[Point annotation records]
[BEGIN]

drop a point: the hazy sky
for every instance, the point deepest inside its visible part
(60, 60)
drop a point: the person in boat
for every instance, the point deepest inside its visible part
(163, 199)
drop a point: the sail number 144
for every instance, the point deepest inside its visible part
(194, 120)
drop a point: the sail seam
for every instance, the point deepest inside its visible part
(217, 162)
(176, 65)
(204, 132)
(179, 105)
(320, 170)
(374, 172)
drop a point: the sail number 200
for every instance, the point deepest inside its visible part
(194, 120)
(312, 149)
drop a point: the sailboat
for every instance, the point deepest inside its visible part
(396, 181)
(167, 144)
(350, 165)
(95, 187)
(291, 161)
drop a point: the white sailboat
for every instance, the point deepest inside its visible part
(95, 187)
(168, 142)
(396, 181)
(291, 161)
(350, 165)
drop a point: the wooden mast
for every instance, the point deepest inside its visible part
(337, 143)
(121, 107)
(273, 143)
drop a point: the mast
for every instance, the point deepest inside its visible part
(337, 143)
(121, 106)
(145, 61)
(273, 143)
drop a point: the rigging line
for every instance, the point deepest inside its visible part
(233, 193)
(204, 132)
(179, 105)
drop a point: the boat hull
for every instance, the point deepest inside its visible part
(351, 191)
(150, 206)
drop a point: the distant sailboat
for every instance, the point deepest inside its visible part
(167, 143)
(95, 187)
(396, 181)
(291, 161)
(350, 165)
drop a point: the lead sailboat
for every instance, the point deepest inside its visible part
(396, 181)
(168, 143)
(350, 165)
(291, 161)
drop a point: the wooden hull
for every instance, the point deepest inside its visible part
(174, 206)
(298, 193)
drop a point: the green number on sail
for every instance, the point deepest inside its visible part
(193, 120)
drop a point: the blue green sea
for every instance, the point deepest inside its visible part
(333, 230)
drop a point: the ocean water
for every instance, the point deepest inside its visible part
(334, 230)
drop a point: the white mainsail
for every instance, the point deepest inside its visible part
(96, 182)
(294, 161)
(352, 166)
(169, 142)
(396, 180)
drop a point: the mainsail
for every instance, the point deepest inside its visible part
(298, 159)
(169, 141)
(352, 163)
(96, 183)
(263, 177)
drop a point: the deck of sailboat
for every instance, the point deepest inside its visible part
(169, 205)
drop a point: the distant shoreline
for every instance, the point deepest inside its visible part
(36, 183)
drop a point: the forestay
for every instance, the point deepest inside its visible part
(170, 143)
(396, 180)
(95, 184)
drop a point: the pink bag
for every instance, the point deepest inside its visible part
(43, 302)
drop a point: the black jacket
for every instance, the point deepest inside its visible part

[END]

What you will do: Reproduce every line above word for word, from start to finish.

Exercise response:
drop a point: the hazy sky
for every instance, the point deepest inside its visible part
(60, 60)
drop a point: the person in boat
for every instance, the point deepest inside its visible part
(163, 199)
drop a point: the sail number 144
for every instance, the point deepest inside its visible part
(194, 120)
drop a point: the sail seam
for every instance, the point deepest inside its visible part
(217, 162)
(176, 65)
(204, 132)
(179, 105)
(320, 170)
(374, 172)
drop a point: the sail number 200
for every instance, the point deepest inside its visible part
(194, 120)
(312, 149)
drop a point: the sailboat
for every instance, the point deepest inside its visible part
(396, 181)
(167, 144)
(350, 165)
(95, 187)
(291, 161)
drop a point: the white sailboat
for every instance, the point deepest inside its visible part
(95, 187)
(168, 142)
(396, 181)
(291, 161)
(350, 165)
drop a point: the wooden mast
for every instance, the point deepest inside its visible part
(337, 143)
(121, 107)
(273, 143)
drop a point: the mast
for every instance, the point deepest inside its visible part
(337, 143)
(121, 106)
(145, 61)
(273, 143)
drop a point: the rigging line
for every instance, the point deepest inside its visible part
(233, 193)
(204, 132)
(179, 105)
drop a point: the boat hull
for every instance, the point deepest inside its visible part
(351, 191)
(150, 206)
drop a point: the distant sailboat
for every instance, the point deepest inside its visible part
(167, 143)
(95, 187)
(396, 181)
(291, 161)
(350, 165)
drop a point: the lead sailboat
for every instance, the point deepest inside its visible part
(396, 181)
(168, 143)
(350, 165)
(291, 161)
drop a point: the wooden hull
for every instance, the point deepest inside its visible part
(174, 206)
(298, 193)
drop a point: the green number on sail
for every instance, the point deepest inside its visible part
(193, 120)
drop a point: the blue green sea
for every instance, the point deepest inside its visible part
(333, 230)
drop a point: the ocean water
for every instance, the point deepest inside its visible part
(334, 230)
drop a point: the white mainsail
for every instance, the point deepest inside its visible part
(96, 182)
(294, 161)
(352, 166)
(169, 142)
(396, 180)
drop a point: the mainsail
for every instance, the point deepest inside its visible part
(298, 159)
(169, 141)
(352, 163)
(96, 183)
(263, 177)
drop a point: the deck of sailboat
for every instance, the point deepest inside its visible part
(169, 205)
drop a point: the distant shoreline
for every instance, the point deepest inside its visible part
(36, 183)
drop a point: the forestay
for every instance, the point deepest inside its visible part
(170, 143)
(396, 180)
(95, 184)
drop a point: the pink bag
for every instance, the point deepest inside its visible part
(43, 302)
drop a point: the black jacket
for every instance, the point deepest inside its visible part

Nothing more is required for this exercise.